Excerpt to read =
• • •
Even when the great Sir T. Muthuswami Iyer, as judge sat in his ornate ceremonial chair, he was barefooted. The legendary Barrister Eardley Norton who had observed it wrote in his memoirs. “…. When Mr. Justice Muthuswami Iyer was in the process of mentally analysing the case before him and coming to a decision, his big toe and other toes of his feet would keep rubbing against each other. When toe- rubbing ritual stopped it was the signal that the judge had taken a decision and was all set to deliver his judgement”! Some of the successful vakils in the traditional costume wore shoes and socks, which looked rather odd in that style of dress!

Understandably there was much clamor among the vakils and a ‘protest movement ' surfaced among them which soon led to the abolition of such racist practices. However, some of the senior Indian vakils, especially senior Brahmins followed the practice of being ‘barefoot lawyers’ well into the ’50s.

To the surprise and shock of the common person, no Indian vakil could appear in the Insolvency Division cases of the Original Side. Only Barristers instructed by a solicitor had the privilege. This was because most cases heard were of commercial nature in which one of the parties could be a Britisher or a business he owned. Such men did not wish to be facing the eventuality of being cross-examined by a ‘black or brown vakil’!

This prohibition exploded in the sensational Insolvency Court hearing about the notorious Arbuthnot Bank Fraud Case (1907). As a spin- off Sir George Arbuthnot was sought to be declared an insolvent and the matter came up for hearing in due course. One of the legal legends of Madras and one of the founding fathers of what is known as ‘the Mylapore Culture’, V. Krishnaswamy Iyer appeared for an Association, the creditor. Objection was raised that as a vakil he had no ‘locus standi’ to appear in the Insolvency Court. Like in a scene from a movie, Krishnaswamy Iyer astonished the court by removing his black gown and informing the Court that he was appearing in person as creditor! This dramatic event is considered as one of the most important happenings in the history of the city, which led to the founding of the famous Indian Bank. Well, that’s another story!
• • •
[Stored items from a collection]
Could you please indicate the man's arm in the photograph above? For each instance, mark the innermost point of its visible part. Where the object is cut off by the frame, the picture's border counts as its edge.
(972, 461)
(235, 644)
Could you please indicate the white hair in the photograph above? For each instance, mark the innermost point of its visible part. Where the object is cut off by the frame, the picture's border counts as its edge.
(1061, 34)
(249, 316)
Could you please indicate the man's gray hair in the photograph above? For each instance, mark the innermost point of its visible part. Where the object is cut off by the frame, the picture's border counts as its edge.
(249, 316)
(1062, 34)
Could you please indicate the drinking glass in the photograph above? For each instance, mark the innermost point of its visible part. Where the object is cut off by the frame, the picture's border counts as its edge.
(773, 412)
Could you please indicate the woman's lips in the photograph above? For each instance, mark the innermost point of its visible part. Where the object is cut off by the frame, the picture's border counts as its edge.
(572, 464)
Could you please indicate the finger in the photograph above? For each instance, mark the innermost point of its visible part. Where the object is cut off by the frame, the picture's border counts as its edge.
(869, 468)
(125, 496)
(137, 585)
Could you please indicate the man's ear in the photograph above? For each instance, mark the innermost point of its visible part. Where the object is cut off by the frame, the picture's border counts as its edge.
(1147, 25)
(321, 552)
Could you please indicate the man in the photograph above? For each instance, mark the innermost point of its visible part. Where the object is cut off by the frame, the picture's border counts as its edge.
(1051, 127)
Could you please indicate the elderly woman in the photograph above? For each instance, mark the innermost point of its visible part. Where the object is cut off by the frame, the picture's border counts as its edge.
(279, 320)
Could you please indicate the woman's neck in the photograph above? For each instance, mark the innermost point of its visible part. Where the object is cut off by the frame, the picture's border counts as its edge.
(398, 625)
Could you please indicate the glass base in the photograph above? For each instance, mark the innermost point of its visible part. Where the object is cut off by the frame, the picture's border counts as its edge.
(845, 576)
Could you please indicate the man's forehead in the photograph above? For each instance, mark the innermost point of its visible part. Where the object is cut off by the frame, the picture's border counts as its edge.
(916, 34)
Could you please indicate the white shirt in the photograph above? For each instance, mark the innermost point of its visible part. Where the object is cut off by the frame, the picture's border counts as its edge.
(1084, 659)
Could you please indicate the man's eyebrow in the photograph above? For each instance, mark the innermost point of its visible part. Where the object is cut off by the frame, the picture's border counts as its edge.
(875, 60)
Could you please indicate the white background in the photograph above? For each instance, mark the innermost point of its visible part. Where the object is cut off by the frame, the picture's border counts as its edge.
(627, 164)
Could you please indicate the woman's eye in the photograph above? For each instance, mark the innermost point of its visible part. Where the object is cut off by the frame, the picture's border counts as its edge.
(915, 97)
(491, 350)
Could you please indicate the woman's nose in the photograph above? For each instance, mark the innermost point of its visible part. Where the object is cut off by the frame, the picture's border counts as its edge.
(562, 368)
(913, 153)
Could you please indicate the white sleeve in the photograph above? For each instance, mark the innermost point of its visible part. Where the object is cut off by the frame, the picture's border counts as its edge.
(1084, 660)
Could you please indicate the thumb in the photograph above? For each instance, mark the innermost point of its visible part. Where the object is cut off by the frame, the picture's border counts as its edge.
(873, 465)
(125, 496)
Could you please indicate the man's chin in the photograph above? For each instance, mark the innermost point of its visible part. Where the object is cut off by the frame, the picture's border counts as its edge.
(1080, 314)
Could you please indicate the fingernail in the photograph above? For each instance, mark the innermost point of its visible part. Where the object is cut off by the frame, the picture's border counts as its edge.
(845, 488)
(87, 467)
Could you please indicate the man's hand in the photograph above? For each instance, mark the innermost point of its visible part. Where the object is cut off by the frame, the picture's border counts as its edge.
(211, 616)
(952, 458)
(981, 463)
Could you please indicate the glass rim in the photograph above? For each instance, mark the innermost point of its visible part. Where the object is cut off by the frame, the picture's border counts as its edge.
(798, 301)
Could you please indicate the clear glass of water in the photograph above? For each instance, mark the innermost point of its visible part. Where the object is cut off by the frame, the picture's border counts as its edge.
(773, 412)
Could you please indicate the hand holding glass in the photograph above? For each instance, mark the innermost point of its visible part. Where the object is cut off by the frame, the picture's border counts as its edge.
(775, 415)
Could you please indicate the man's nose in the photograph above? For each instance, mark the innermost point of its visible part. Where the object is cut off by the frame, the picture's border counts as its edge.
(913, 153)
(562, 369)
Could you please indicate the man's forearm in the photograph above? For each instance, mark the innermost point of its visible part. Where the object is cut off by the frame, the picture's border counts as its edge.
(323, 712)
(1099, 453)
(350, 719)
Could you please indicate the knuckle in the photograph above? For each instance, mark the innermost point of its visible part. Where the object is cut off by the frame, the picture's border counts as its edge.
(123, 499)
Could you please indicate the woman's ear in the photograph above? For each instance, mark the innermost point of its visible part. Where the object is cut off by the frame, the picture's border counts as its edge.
• • •
Aim A =
Reproduce the excerpt on the Madras courts starting with "Even when the" and going on through "style of dress!".
Aim B =
According to the excerpt on the Madras courts, why were Indian vakils barred from appearing in Insolvency Division cases of the Original Side?
These entries come from a separate source and are not part of the excerpt on the Madras courts.

Expected output A =
Even when the great Sir T. Muthuswami Iyer, as judge sat in his ornate ceremonial chair, he was barefooted. The legendary Barrister Eardley Norton who had observed it wrote in his memoirs. “…. When Mr. Justice Muthuswami Iyer was in the process of mentally analysing the case before him and coming to a decision, his big toe and other toes of his feet would keep rubbing against each other. When toe- rubbing ritual stopped it was the signal that the judge had taken a decision and was all set to deliver his judgement”! Some of the successful vakils in the traditional costume wore shoes and socks, which looked rather odd in that style of dress!

Expected output B =
Most cases in that division were commercial, and one of the parties could be a Britisher or a business he owned. Such men did not want to risk being cross-examined by a "black or brown vakil," so only Barristers instructed by a solicitor could appear.